# Data shown start

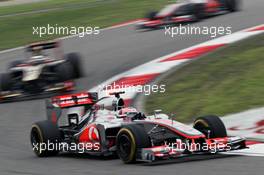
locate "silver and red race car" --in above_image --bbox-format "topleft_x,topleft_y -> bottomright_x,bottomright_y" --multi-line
30,92 -> 246,163
0,41 -> 82,102
137,0 -> 240,29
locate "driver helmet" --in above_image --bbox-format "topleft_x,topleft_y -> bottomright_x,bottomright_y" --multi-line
118,107 -> 139,117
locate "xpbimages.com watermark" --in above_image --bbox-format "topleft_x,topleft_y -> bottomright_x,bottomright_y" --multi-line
165,140 -> 232,153
165,24 -> 232,38
32,24 -> 100,38
32,140 -> 100,153
98,82 -> 166,96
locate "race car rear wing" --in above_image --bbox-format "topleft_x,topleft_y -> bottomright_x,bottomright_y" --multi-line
51,92 -> 98,108
26,41 -> 59,52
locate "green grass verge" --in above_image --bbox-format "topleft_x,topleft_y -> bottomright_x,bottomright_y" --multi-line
0,0 -> 167,50
145,35 -> 264,122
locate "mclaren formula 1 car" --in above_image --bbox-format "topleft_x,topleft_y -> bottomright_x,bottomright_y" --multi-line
30,92 -> 246,163
0,41 -> 81,102
137,0 -> 240,29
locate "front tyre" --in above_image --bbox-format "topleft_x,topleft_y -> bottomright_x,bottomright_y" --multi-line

# Data shown end

> _Set problem_
Express every line of the rows above as a JSON list of strings, one string per line, with blank lines and the pictures left out.

> _Answer for this exercise_
[
  "locate \"silver and red race car\" --in above_image --bbox-format \"topleft_x,topleft_y -> bottomright_x,bottomright_y\" --multi-line",
  "30,92 -> 246,163",
  "0,41 -> 82,102",
  "137,0 -> 240,29",
  "locate \"driver helmet\" --in above_image --bbox-format \"topleft_x,topleft_y -> bottomright_x,bottomright_y\" --multi-line",
  "118,107 -> 139,117",
  "locate \"xpbimages.com watermark\" --in above_image --bbox-format \"topleft_x,topleft_y -> bottomright_x,bottomright_y\" --multi-line",
  "165,140 -> 232,153",
  "165,24 -> 232,38",
  "32,24 -> 100,38",
  "32,140 -> 100,153",
  "98,82 -> 166,96",
  "locate \"race car rear wing\" --in above_image --bbox-format \"topleft_x,topleft_y -> bottomright_x,bottomright_y\" --multi-line",
  "51,92 -> 98,108",
  "26,41 -> 59,52",
  "locate \"green grass verge\" --in above_image --bbox-format \"topleft_x,topleft_y -> bottomright_x,bottomright_y\" --multi-line",
  "0,0 -> 167,50",
  "145,35 -> 264,122",
  "locate \"mclaren formula 1 car\" --in above_image --bbox-format \"topleft_x,topleft_y -> bottomright_x,bottomright_y\" --multi-line",
  "30,92 -> 246,163",
  "0,41 -> 81,102",
  "137,0 -> 240,29",
  "locate \"front tyre\" --in above_image --bbox-format \"topleft_x,topleft_y -> bottomright_x,bottomright_y\" --multi-line"
]